Collected data entries
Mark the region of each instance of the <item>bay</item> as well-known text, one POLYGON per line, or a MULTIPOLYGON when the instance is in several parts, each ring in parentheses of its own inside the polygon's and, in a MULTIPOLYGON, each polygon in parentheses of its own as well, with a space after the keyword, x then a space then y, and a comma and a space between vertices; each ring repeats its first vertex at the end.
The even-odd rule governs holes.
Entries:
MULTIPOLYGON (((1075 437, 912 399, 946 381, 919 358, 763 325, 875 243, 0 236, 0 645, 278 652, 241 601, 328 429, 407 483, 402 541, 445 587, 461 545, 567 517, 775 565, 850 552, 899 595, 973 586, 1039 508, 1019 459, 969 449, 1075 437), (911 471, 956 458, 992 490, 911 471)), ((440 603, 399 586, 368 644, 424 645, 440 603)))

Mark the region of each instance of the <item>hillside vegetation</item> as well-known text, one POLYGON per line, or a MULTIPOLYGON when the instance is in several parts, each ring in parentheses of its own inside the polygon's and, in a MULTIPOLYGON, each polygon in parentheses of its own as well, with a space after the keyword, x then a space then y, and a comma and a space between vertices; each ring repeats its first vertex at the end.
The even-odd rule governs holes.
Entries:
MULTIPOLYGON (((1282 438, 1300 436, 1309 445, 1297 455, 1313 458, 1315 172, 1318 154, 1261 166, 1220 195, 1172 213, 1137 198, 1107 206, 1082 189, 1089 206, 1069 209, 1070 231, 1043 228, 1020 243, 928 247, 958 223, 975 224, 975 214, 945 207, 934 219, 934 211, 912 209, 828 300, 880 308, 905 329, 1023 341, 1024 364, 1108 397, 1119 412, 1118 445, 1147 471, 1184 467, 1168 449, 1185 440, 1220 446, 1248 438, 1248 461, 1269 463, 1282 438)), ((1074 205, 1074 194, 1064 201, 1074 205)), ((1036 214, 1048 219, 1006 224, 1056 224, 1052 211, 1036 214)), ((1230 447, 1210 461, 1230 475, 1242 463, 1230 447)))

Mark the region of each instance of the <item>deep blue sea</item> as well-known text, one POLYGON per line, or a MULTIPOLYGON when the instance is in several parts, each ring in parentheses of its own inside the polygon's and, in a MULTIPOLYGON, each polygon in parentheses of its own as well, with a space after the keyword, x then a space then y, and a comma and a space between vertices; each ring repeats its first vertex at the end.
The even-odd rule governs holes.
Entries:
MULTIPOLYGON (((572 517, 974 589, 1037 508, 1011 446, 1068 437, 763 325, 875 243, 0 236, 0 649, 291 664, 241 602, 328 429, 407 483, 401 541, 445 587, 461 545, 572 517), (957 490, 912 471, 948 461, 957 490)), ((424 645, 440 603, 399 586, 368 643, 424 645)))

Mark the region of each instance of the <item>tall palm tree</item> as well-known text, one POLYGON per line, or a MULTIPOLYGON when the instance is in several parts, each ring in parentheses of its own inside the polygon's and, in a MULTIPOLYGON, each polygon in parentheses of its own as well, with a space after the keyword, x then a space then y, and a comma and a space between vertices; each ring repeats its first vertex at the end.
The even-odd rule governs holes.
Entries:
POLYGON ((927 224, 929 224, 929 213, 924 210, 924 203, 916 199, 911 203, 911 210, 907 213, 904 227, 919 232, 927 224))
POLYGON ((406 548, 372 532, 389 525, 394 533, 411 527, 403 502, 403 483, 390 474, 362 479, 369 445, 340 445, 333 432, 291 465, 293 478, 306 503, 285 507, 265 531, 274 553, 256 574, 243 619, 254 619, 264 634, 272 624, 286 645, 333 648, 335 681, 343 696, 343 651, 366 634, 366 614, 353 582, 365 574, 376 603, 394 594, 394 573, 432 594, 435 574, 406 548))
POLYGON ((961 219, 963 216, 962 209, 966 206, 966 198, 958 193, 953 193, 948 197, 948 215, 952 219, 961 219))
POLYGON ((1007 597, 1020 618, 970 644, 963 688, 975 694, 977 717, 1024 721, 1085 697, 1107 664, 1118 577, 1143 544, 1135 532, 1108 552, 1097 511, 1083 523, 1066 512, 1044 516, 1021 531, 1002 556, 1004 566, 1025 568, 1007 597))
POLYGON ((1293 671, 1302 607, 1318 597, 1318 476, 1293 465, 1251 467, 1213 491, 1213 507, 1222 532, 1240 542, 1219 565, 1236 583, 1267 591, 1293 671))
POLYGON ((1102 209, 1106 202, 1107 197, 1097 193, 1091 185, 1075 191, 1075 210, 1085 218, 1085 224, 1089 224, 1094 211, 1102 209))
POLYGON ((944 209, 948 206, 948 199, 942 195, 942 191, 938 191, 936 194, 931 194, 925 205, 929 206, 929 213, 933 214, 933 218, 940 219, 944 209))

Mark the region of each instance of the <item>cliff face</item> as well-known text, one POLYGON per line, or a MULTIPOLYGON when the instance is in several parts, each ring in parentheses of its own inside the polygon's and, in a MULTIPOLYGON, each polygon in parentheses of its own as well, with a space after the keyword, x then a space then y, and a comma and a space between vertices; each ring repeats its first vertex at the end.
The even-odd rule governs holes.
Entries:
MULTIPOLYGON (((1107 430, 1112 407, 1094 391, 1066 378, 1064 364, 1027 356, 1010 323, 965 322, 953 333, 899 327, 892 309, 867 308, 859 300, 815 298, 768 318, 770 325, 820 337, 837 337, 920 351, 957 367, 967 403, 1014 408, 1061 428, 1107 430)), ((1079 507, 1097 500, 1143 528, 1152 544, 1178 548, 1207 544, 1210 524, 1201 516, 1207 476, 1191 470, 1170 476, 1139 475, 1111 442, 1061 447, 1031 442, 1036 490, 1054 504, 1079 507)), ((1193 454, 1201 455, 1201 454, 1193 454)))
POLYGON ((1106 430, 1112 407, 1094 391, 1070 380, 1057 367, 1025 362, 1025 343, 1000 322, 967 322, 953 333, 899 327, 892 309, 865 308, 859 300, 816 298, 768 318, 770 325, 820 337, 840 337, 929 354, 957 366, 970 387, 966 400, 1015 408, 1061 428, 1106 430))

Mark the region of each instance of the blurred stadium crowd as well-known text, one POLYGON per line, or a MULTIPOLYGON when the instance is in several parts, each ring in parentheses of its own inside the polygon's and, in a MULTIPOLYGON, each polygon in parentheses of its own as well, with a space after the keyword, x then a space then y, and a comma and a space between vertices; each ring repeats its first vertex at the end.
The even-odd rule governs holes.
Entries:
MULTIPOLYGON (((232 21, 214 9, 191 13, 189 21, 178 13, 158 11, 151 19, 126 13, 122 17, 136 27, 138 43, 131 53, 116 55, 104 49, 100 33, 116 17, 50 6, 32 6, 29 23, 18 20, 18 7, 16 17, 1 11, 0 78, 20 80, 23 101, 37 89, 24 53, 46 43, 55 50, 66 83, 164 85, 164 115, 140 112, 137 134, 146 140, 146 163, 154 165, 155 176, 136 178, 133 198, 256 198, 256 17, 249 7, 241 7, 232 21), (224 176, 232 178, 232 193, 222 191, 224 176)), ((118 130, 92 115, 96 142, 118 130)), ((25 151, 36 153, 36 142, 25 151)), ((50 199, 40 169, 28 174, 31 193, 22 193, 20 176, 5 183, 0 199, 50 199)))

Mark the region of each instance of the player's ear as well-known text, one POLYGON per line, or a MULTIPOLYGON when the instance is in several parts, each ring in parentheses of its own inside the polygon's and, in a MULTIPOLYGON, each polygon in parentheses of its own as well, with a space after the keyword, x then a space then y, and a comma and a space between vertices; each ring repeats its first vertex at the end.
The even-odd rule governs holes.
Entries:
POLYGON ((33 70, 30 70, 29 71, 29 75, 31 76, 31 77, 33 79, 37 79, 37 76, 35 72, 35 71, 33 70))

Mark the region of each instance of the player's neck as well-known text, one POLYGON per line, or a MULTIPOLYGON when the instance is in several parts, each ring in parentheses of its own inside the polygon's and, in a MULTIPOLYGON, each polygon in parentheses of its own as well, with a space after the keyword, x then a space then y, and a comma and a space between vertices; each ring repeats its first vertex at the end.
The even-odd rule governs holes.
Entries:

#### WHAT IS EXPECTED:
Rewrite the material from its beginning through the line containing "MULTIPOLYGON (((1075 437, 912", inclusive, changing "even-odd" to "nonzero" and leaving all else unchanged.

#### TASK RESPONSE:
Mark the region of each instance of the <item>bay</item> as well-known text, one POLYGON per line, or a MULTIPOLYGON when the instance is in several parts, each ring in parentheses of its own inside the polygon's and, in a MULTIPOLYGON, each polygon in parentheses of its own as well, with a space after the keyword, x then a space then y, and a comma and a space between vertices; each ring repeats its first vertex at the end.
The nonzero rule governs holes.
Entries:
MULTIPOLYGON (((1075 437, 912 399, 946 381, 919 358, 763 325, 875 243, 0 236, 0 645, 278 652, 241 601, 328 429, 407 483, 402 541, 445 587, 461 545, 567 517, 775 565, 850 552, 899 595, 973 586, 1039 508, 1019 459, 969 449, 1075 437), (911 471, 956 458, 992 490, 911 471)), ((440 603, 399 586, 368 644, 424 645, 440 603)))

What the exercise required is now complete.